(Deine Aufgaben):
**1)** In was ist die Lufthansa laut dem Text über die Lufthansa eingebunden?
**2)** Überarbeite im Text über die Lufthansa die Passage von „Wenngleich man sich“ bis einschließlich „in Lufthansa-Maschinen wiederfinden.“ und gib sie wieder, wobei „ein breites Netzwerk“ durch „ein dichtes Streckennetz“ ersetzt wird.

(Vorliegender Text):
Solide ist für die Lufthansa gut genug
Doch muss die Lufthansa eigentlich innovativ oder führend sein? Oder überspitzt gefragt: Will sie das überhaupt? Die deutsche Airline hat eine enorm starke Kundenbasis, dominiert den Markt auf zahlreichen Strecken und Flughäfen und ist in starke Allianzen eingebunden. Die Ertragsbasis ist trotz rückständigem Produkt und Schwächen bei Service und Verlässlichkeit auf einem starken Niveau. Das heißt zwar nicht, dass es langfristig so bleiben wird, aber „ganz gut“ könnte für die Lufthansa genug sein.
Wenngleich man sich das als Passagier potenziell wünschen würde, ist „solide“ vermutlich das, was die Lufthansa anstrebt. Ein konkurrenzfähiges Produkt, eine gute Pünktlichkeit, ein breites Netzwerk und starke Partnerschaften dürften der Airline reichen. Wer echte Innovationen sucht, muss vermutlich mit anderen Airlines fliegen – und doch werden sich Passagiere wohl auch in Zukunft ganz natürlich in Lufthansa-Maschinen wiederfinden.
Kritik an LH! Kein LH-Marketing-Sprech?! Bekommt Reisetopia keine Meilen und Euros mehr? 😉
Lufthansa ist bis dato wirtschaftlich sehr erfolgreich (gewesen), obwohl man ein veraltetes Kabinenprodukt sowie mittelmäßigen Service anbot. Hinzu kommen noch Verspätungen, Streiks – habe ich was vergessen? Warum sollte man da – aus wirtschaftlicher Sicht – etwas ändern, wenn doch die Passagiere wie verrückt buchen. Die Controller und BWLer haben doch bei Lufthansa sowieso das Zepter in der Hand und bestimmen die Ausrichtung.

(Bereitgestelltes Material):
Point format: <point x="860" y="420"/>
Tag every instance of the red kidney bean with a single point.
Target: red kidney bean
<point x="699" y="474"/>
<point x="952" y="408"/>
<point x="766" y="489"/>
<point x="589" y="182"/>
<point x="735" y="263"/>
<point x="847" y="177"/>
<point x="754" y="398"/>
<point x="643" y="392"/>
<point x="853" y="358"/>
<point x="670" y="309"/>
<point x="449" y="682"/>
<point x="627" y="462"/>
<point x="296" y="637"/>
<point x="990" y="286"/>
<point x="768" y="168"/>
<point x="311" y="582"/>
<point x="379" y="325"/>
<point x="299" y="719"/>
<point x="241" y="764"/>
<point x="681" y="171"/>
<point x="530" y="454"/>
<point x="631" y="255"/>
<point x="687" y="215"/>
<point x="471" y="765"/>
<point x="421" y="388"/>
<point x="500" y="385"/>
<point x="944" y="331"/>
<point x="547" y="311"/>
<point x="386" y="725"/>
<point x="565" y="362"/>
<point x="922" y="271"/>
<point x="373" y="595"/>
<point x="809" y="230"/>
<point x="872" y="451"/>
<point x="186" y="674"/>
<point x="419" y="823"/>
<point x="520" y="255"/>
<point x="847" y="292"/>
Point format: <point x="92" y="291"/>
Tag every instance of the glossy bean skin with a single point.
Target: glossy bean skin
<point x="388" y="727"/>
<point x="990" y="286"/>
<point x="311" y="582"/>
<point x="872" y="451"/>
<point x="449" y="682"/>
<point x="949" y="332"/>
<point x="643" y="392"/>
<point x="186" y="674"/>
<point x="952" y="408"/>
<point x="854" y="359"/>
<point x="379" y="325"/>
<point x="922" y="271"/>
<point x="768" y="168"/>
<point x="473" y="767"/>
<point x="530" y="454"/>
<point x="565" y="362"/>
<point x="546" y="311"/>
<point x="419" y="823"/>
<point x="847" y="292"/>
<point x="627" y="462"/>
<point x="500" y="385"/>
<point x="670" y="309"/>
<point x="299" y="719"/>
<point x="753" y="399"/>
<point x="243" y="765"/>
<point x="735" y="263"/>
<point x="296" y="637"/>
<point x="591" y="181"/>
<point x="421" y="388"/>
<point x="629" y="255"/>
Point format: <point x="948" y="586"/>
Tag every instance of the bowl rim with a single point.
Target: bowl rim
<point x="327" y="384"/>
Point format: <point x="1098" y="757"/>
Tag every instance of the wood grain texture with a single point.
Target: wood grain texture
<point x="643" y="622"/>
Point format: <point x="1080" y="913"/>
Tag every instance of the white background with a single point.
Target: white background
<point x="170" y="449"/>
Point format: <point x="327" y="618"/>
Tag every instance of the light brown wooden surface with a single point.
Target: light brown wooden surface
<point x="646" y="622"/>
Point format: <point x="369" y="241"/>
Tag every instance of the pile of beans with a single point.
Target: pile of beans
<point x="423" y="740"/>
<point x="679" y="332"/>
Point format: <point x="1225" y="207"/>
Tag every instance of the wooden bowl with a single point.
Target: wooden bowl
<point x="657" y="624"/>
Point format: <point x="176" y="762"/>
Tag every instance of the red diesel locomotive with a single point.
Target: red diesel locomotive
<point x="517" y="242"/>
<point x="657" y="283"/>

...

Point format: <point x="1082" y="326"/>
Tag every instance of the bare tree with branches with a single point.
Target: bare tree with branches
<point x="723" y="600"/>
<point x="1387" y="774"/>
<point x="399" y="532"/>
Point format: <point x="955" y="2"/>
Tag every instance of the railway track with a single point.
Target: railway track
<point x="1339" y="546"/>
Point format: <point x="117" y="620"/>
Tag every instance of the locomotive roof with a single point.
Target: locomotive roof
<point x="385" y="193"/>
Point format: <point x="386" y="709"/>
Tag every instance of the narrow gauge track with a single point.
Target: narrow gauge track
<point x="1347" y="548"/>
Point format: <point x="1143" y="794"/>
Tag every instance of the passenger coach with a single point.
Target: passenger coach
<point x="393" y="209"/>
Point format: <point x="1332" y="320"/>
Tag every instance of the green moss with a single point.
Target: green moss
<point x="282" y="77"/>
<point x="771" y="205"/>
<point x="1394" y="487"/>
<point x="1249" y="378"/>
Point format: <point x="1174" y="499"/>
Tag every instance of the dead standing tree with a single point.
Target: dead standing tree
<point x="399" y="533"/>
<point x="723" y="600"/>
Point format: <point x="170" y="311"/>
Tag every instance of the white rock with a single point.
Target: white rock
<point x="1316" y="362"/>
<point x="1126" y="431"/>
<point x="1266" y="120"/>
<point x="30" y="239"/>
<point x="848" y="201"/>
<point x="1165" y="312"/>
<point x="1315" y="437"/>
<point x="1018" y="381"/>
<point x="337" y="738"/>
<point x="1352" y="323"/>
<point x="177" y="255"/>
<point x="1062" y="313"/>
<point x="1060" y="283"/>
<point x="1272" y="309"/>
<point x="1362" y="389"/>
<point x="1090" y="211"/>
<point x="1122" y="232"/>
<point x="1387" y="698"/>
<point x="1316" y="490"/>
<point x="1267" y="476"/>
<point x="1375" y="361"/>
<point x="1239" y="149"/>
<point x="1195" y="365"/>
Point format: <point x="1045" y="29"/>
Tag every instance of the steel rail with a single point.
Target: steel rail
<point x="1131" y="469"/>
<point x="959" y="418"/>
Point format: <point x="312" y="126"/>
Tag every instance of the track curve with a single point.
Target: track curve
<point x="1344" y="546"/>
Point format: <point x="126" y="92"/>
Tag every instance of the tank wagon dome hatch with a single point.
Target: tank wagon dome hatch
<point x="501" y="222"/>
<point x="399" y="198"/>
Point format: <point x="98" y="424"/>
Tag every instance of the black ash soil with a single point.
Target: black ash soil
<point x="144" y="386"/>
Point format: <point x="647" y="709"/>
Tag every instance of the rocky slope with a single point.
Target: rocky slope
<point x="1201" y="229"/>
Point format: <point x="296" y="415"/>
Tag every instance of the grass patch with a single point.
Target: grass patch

(Lösungen):
**1)** In starke Allianzen.

**2)**
Wenngleich man sich das als Passagier potenziell wünschen würde, ist „solide“ vermutlich das, was die Lufthansa anstrebt. Ein konkurrenzfähiges Produkt, eine gute Pünktlichkeit, ein dichtes Streckennetz und starke Partnerschaften dürften der Airline reichen. Wer echte Innovationen sucht, muss vermutlich mit anderen Airlines fliegen – und doch werden sich Passagiere wohl auch in Zukunft ganz natürlich in Lufthansa-Maschinen wiederfinden.